** Written request **
Switch "marker" to "pin" in the items from the line with "Target: sunlit tree trunk" up to and including the last line of the items, and write out those lines with nothing else changed.

[Stored data]
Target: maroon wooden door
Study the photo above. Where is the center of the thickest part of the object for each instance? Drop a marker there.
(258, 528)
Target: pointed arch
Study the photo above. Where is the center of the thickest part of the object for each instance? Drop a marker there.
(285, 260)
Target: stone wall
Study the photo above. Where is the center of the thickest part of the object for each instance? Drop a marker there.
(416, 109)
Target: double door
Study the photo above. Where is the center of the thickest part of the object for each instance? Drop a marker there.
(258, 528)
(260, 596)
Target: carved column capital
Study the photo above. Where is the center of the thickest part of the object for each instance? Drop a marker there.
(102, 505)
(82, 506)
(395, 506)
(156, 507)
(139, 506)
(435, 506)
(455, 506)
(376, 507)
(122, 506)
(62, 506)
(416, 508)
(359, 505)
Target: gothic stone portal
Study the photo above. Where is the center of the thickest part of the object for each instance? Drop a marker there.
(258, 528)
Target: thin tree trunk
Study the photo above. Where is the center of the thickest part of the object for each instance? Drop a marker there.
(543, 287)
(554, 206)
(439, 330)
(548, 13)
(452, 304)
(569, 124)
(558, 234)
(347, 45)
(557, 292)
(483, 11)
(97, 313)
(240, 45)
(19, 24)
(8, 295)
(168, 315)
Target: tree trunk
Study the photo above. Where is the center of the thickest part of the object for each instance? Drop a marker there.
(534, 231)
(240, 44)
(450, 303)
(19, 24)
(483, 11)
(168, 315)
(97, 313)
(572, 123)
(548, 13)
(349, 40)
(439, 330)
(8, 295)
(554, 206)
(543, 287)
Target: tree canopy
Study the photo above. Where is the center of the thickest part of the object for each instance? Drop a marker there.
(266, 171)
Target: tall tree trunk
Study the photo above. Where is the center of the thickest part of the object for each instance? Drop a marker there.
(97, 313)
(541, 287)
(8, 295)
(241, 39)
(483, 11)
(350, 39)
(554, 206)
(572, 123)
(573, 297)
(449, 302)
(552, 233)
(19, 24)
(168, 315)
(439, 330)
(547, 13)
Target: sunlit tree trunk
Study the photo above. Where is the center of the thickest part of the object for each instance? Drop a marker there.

** Answer for this exercise **
Target: sunlit tree trunk
Study the photo above. Where is the center of the thickest part of the object for each instance? Drop a pin there.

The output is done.